__Your objective__.
List every line of the records that contains the string "white", treating uppercase and lowercase letters as distinct.

:: Dataset

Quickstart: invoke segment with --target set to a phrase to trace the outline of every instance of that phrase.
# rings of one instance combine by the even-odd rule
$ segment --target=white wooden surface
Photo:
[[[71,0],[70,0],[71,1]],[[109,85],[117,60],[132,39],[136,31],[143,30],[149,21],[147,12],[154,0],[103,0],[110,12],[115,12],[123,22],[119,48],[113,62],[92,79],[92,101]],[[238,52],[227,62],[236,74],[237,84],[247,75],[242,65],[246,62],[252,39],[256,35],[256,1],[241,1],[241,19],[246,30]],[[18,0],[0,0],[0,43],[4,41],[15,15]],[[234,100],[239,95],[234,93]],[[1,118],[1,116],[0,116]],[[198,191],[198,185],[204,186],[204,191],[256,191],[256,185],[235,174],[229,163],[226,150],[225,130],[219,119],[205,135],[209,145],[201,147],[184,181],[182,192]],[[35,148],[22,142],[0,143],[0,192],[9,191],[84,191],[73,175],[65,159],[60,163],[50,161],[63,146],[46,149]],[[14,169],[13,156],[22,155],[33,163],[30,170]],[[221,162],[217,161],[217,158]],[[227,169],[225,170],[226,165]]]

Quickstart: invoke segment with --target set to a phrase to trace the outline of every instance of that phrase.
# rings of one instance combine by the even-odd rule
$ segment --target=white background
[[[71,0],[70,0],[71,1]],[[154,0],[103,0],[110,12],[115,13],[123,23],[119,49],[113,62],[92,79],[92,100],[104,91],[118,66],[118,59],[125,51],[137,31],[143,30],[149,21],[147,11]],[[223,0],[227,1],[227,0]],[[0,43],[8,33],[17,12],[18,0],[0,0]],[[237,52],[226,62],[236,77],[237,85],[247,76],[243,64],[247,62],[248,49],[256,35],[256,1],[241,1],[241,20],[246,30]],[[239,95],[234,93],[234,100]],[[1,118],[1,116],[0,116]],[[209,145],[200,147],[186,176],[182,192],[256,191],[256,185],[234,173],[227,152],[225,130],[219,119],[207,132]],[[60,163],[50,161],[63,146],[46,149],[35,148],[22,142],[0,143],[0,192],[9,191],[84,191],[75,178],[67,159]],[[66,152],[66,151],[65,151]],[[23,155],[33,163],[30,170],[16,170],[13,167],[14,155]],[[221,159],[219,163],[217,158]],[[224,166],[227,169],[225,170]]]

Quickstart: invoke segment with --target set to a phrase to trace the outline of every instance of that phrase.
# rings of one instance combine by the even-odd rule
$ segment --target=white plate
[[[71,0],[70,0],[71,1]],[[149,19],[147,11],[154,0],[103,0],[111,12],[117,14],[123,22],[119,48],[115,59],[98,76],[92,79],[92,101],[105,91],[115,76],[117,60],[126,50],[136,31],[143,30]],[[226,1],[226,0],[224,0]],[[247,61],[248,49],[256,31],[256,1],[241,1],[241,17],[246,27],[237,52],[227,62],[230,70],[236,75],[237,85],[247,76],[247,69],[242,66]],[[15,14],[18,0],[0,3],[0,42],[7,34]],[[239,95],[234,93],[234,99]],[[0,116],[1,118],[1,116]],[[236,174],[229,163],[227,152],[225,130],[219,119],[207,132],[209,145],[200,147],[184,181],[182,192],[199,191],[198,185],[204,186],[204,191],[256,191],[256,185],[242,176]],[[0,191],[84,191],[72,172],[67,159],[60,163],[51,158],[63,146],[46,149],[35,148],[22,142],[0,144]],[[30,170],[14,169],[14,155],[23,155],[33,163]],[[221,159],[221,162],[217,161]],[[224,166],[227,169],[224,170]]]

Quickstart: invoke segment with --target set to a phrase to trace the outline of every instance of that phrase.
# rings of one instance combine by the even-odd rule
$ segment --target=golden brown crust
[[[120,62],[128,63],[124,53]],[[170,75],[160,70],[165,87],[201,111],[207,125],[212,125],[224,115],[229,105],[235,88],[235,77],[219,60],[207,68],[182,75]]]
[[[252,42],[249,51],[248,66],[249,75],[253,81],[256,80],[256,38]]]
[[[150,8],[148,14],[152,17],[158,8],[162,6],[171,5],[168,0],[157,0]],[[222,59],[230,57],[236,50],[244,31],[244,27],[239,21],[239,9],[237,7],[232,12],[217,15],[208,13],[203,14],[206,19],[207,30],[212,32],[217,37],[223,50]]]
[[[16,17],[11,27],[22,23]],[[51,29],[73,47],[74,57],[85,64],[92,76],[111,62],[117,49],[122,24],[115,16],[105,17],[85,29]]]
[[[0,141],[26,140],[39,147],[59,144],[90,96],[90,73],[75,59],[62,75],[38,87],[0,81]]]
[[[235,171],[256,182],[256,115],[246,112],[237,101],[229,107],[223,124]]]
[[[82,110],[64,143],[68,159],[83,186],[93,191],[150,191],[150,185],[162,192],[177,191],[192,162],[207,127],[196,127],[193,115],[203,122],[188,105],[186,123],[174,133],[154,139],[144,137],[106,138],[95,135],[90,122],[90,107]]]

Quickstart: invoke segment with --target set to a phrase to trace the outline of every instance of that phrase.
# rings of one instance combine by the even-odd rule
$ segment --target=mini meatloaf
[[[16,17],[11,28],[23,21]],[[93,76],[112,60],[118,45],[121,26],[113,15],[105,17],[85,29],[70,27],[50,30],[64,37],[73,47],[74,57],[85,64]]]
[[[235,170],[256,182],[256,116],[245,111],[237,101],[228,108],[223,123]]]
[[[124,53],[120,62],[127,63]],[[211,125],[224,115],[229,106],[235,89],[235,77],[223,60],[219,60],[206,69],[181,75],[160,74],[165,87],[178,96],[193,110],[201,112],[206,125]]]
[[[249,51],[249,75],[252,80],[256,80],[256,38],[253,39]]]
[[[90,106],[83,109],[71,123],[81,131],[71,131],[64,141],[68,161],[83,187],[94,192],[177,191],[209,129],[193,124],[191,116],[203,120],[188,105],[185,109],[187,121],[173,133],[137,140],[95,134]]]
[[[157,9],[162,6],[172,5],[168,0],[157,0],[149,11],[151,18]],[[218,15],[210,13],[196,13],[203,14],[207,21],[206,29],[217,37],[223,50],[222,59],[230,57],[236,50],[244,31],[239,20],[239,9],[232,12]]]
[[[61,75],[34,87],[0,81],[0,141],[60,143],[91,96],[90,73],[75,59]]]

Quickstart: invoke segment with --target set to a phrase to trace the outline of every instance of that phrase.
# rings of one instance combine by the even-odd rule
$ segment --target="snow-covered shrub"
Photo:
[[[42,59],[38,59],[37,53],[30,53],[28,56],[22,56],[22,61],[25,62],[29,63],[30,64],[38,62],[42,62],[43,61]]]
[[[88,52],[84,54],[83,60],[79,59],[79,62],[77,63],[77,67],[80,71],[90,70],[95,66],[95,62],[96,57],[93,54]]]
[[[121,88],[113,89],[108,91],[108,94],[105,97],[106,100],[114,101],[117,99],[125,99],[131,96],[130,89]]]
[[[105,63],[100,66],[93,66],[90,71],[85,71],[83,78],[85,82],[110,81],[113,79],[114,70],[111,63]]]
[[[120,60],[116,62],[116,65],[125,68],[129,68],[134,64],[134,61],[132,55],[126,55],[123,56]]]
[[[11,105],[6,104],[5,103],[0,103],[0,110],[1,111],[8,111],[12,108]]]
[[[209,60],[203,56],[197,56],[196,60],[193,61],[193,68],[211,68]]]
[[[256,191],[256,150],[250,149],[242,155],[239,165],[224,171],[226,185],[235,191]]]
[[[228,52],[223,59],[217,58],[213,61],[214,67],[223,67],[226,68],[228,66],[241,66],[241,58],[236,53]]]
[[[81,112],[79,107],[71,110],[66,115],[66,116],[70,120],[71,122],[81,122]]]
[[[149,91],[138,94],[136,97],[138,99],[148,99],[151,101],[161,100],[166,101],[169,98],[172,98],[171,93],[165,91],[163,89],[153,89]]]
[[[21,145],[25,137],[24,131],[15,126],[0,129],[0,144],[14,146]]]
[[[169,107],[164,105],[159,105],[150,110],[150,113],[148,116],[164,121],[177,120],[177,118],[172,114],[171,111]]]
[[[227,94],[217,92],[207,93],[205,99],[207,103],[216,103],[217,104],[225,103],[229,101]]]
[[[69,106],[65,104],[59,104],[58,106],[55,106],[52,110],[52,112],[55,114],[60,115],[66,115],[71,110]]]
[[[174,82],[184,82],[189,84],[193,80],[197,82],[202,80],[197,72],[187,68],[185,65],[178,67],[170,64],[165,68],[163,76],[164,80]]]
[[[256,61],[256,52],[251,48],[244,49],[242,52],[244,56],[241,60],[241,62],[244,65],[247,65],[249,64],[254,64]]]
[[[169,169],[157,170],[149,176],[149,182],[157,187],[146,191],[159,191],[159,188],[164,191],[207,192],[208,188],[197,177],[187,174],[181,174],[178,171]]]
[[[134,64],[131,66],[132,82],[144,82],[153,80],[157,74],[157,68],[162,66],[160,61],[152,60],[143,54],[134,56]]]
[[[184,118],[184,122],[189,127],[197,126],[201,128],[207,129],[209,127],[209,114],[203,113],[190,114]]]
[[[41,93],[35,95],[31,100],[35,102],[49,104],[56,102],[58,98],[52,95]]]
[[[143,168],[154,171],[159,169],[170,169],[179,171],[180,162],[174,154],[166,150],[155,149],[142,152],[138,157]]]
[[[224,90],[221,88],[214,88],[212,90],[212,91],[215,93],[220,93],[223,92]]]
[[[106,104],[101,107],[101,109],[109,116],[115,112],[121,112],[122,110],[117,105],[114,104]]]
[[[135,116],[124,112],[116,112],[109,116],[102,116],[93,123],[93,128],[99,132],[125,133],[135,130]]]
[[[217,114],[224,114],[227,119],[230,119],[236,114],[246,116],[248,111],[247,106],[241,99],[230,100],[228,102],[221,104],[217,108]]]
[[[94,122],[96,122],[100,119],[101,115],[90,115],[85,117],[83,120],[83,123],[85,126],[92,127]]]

::::

__Correct response__.
$ segment --target=white wooden surface
$ segment --target=white background
$ segment --target=white plate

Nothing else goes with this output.